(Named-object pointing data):
□ □ □ □ □ □ □

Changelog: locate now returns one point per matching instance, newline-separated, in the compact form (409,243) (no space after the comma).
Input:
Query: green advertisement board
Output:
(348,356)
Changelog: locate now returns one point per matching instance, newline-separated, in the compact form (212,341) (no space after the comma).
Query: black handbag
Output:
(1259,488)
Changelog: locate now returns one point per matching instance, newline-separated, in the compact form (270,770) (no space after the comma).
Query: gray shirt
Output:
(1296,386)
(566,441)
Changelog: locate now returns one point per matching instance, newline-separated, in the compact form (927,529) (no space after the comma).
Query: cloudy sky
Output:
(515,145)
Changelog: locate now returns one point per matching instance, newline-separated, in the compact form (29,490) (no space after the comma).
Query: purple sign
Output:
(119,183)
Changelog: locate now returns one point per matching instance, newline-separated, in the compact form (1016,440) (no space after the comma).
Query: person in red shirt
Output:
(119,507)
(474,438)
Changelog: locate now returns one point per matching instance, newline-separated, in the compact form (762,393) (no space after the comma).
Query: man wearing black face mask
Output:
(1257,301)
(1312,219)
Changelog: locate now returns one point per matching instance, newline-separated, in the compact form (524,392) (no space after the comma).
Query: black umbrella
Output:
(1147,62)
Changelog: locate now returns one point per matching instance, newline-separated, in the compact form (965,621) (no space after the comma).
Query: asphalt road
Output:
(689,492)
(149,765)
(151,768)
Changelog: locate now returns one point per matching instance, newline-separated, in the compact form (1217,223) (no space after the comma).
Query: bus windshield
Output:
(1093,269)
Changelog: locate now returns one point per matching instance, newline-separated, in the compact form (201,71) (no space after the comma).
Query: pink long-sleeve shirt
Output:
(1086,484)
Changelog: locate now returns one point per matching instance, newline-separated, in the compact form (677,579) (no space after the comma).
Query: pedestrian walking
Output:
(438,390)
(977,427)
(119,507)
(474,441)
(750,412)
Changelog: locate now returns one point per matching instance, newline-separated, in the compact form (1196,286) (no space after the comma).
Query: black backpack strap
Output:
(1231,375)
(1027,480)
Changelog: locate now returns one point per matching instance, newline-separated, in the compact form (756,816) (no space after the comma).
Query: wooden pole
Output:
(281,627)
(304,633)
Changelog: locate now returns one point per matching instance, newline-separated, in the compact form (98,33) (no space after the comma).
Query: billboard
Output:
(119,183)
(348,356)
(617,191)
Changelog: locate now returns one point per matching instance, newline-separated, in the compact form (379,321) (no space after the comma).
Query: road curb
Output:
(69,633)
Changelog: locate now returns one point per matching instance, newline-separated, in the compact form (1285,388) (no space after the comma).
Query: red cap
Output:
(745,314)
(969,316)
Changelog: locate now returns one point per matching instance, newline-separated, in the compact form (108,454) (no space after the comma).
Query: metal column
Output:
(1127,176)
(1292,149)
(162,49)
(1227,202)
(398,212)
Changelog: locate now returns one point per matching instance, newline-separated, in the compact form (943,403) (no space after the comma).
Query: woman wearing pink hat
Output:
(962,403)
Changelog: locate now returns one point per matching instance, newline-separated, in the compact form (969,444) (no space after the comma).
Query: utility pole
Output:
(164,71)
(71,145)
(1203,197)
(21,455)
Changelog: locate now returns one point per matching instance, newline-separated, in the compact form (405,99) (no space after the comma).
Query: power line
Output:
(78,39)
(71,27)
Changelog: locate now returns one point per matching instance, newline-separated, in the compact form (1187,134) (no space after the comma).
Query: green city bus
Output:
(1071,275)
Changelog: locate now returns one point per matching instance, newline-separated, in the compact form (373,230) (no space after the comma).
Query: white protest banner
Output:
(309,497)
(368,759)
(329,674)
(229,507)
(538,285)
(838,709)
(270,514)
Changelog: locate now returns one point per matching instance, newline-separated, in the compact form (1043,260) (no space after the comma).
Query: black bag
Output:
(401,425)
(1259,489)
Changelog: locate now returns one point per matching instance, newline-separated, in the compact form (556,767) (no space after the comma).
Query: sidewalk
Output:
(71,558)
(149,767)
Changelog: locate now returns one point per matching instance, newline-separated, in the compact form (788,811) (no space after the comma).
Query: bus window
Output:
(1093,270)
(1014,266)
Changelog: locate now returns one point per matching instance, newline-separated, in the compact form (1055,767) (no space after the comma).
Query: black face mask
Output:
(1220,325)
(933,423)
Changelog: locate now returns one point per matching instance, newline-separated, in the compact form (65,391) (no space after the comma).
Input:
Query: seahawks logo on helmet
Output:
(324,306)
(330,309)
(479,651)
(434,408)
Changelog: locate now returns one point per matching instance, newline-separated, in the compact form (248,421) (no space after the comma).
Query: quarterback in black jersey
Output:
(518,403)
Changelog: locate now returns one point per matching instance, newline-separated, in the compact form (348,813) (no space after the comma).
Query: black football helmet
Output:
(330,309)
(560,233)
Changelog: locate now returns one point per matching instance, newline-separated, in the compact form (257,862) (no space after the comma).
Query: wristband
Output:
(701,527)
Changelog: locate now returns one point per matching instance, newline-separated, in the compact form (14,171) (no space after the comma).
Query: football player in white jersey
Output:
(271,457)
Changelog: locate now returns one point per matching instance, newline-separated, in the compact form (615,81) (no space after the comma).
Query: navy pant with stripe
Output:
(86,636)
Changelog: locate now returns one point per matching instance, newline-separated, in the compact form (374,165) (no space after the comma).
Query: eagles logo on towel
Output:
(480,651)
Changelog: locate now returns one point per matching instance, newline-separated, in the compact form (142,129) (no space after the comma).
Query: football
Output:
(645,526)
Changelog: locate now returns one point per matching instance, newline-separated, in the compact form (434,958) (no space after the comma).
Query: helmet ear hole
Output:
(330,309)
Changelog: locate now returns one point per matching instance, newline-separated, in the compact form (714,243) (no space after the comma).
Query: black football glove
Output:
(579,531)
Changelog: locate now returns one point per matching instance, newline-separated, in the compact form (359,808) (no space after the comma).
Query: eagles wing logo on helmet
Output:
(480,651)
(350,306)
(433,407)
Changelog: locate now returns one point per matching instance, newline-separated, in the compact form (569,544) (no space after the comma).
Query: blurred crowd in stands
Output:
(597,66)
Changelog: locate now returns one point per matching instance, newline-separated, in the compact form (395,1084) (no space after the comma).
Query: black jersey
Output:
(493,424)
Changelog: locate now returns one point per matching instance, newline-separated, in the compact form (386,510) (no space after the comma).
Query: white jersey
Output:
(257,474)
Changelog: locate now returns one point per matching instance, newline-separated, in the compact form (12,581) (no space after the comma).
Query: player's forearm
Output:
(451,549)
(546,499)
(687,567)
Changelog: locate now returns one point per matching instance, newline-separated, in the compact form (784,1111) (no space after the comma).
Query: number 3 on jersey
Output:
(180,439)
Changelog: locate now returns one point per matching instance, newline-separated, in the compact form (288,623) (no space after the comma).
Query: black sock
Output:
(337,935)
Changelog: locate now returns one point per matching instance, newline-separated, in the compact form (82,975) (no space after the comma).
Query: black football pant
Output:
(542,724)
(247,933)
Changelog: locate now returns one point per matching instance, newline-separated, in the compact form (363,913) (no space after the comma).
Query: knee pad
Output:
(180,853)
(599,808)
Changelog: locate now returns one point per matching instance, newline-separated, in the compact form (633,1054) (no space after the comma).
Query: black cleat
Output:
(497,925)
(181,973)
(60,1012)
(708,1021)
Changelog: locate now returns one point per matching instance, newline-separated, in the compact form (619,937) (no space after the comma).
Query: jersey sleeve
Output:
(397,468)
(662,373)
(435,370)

□ □ □ □ □ □ □

(Exercise instructions): Swap "Query" for "Prompt" in the part of the data that opens with the line containing "(288,623) (no space after the comma)." and closes with the end of the data, leaving everything else unchanged. Output only those lines.

(Written response):
Changelog: locate now returns one point per matching instance, newline-separated, in the compact form (288,623) (no space after the comma).
Prompt: black sock
Output:
(337,935)
Changelog: locate now returns one point per matching instance, newline-separated, in the compact form (82,975) (no space after the comma).
Prompt: black football pant
Output:
(542,724)
(247,933)
Changelog: locate now returns one point per matching instance, newline-separated, in the compact form (363,913) (no space after the comma).
Prompt: knee pad
Output:
(180,853)
(599,808)
Changelog: locate now returns one point per matching instance, newline-separated, in the compact form (633,1054) (no space after the comma).
Prompt: black cleat
Output:
(497,925)
(181,973)
(60,1012)
(708,1021)
Changelog: locate now returns one point per matching instance, newline-separated, in the compact form (619,937) (no space after the comma).
Prompt: jersey sleeve
Output:
(397,468)
(662,373)
(435,370)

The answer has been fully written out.